=== WORK INSTRUCTIONS ===
Reproduce every line of the data from the line holding "of the plant" through the line holding "[[9, 78], [262, 148], [109, 9], [121, 19], [13, 80]]", inclusive, shifting each coordinate in the answers up by 83. Give only those lines.

Location labeling records:
┏━━

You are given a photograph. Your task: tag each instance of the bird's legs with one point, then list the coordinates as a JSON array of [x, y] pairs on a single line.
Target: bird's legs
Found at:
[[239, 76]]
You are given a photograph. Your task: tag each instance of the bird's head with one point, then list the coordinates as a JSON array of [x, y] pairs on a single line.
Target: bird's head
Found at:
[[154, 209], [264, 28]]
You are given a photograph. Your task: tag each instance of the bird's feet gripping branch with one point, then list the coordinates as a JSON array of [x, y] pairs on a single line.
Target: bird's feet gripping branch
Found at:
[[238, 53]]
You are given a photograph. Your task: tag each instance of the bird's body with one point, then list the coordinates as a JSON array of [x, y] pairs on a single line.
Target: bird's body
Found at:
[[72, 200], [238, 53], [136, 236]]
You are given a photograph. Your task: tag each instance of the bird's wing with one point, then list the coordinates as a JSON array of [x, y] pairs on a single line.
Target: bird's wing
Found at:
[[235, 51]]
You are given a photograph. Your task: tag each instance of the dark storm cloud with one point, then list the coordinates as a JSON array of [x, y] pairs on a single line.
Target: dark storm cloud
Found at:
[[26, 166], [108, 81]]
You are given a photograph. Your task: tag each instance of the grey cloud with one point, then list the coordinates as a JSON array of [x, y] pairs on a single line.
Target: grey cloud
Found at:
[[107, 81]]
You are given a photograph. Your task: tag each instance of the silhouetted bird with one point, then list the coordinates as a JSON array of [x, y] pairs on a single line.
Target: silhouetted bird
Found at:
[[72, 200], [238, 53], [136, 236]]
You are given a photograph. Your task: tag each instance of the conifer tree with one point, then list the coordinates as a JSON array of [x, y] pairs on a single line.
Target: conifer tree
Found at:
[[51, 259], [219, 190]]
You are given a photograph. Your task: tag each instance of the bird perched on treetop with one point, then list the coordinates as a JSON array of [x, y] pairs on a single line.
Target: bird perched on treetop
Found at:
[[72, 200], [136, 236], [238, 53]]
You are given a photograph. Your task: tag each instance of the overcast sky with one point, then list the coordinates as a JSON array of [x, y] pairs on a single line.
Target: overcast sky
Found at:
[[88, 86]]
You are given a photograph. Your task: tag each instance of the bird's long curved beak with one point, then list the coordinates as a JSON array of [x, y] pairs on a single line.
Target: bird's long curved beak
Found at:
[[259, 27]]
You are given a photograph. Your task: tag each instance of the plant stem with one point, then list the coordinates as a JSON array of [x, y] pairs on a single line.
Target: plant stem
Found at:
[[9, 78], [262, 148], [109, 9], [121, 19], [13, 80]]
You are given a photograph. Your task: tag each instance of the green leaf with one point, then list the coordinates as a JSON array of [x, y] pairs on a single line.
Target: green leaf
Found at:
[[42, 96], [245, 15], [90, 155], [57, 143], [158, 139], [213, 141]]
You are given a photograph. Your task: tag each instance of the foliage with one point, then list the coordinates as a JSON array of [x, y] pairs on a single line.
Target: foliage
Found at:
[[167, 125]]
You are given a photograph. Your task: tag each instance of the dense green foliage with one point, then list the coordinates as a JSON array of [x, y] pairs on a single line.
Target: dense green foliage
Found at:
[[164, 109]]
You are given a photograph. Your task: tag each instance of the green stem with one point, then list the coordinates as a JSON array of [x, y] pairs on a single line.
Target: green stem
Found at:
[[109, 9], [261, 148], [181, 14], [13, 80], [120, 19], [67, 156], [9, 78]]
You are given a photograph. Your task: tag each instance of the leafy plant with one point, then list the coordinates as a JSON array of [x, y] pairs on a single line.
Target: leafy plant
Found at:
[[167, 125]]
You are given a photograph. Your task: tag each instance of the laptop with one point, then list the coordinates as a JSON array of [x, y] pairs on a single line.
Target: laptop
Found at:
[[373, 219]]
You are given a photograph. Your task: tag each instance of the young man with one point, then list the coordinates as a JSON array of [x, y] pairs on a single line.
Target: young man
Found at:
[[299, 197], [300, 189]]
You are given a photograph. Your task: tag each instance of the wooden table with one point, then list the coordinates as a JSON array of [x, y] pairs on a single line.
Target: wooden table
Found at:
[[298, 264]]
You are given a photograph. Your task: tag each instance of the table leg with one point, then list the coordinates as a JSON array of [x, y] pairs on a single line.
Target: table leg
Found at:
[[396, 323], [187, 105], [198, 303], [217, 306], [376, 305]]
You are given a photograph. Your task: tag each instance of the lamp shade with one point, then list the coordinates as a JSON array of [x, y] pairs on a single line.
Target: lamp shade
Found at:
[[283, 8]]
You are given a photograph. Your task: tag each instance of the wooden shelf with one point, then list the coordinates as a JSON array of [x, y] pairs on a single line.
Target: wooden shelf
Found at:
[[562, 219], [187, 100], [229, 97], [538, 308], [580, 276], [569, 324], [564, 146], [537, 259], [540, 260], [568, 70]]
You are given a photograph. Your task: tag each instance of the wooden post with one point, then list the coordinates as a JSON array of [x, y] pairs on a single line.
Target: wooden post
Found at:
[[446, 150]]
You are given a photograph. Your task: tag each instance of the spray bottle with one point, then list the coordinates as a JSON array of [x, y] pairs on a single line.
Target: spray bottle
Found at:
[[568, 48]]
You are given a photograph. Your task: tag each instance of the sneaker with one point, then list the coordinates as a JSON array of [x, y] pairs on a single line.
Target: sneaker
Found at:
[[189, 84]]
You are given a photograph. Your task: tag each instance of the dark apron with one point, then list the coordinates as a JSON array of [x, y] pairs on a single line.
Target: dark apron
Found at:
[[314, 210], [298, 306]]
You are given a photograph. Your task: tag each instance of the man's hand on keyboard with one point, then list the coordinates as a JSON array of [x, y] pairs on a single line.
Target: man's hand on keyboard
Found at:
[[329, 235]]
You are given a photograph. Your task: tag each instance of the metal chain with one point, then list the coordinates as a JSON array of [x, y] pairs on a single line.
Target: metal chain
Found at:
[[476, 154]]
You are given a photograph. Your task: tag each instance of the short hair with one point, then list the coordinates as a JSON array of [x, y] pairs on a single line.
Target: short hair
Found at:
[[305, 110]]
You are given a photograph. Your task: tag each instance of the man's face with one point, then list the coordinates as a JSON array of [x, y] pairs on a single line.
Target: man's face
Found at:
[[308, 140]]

┗━━

=== TASK OUTPUT ===
You are given a photograph. Your task: tag each instance of the plant stem with one point, then list the coordinates as a JSON array of [x, y] pairs on a single line.
Target: plant stem
Found at:
[[92, 161], [345, 231], [192, 92], [204, 102], [96, 163]]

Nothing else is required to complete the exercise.